**EXCERPT TO READ:**
Qualities of a Spiritual Warrior

Paul Tripp gives five signs that our teenagers understand and participate in the spiritual battle. While he is addressing teenagers, the list is a good one for all of us.

1. He will have a heartfelt, internalized fear of God…He does what he does not because someone is watching, or out of fear of the consequences, but ultimately because of a deep, worshipful love and reverence for God.

2. Second to fear of God, but directly related to it is submission to authority…If a person fears God, he will be submissive to the authorities that God has placed in his life.

3. The next quality evident in a person who is engaged in spiritual warfare…is separation from the wicked…If a teenager is serious in his desire to participate in the spiritual struggle, if he is seriously seeking to live a life pleasing to the Lord, and if he is living in a willing submission to authorities in his life, then he is going to want to spend his time with people who share his values.

4. It is impossible to participate in the spiritual struggle if you do not have the ability to think through your faith and apply it to the situations of life. What a teenager needs, if he is going to live a God-honoring life, is a thorough knowledge of the Scriptures that allows him to apply its commands, principles, and perspectives to the many different situations that arise in everyday life.

5. The final piece of this goal of focusing on the spiritual struggle is biblical self-awareness…We want to be used of God to produce teens who can regularly examine themselves in the perfect mirror of the Word of God and who can humbly accept what is revealed there.

Why Children Leave Home Early and Unprepared

“I have counseled many teenagers and their parents, it has become very clear to me that few teenagers leave because of the rules. No, they leave because of the relationship. They leave because the relationship with their parents has gotten so bad, so angry, so confrontational, so adversarial that they cannot stand to live under the same roof with them.  Sadly, this happens frequently in the homes of believers.” (Paul Tripp,  Age of Opportunity.)

Five Goals for Shepherding Teenagers

Paul Tripp gives five specific goals each parent should have as they shepherd their teenagers.

1. Focusing on the Spiritual Struggle: Do not allow the seen to trump the unseen.

2. Developing a Heart of Conviction and Wisdom: Teach your children how to obey the Scriptures and to apply wisdom to those places that the Scriptures do not speak directly to.

3. Teaching a Teenager to Understand and Interact Redemptively with His Culture: He must neither reject the culture altogether or drink culture in without a second thought.

4. Developing a Heart for God in Your Teenager: There should be day to day evidence of your teenager’s hunger for God.

5. Preparing Teenagers for Leaving Home: “This is the goal of all those years of parental labor.”

**Point-per-instance localization data:**

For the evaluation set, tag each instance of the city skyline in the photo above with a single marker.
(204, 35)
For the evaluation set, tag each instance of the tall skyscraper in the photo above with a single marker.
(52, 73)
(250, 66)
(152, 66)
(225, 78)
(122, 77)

**TASK DETAILS:**
How would the excerpt on spiritual warriors and teenagers read, starting with "1. He will have" and going on through "share his values.", if "reverence" were replaced with "awe"?

**WRITTEN RESPONSE:**
1. He will have a heartfelt, internalized fear of God…He does what he does not because someone is watching, or out of fear of the consequences, but ultimately because of a deep, worshipful love and awe for God.

2. Second to fear of God, but directly related to it is submission to authority…If a person fears God, he will be submissive to the authorities that God has placed in his life.

3. The next quality evident in a person who is engaged in spiritual warfare…is separation from the wicked…If a teenager is serious in his desire to participate in the spiritual struggle, if he is seriously seeking to live a life pleasing to the Lord, and if he is living in a willing submission to authorities in his life, then he is going to want to spend his time with people who share his values.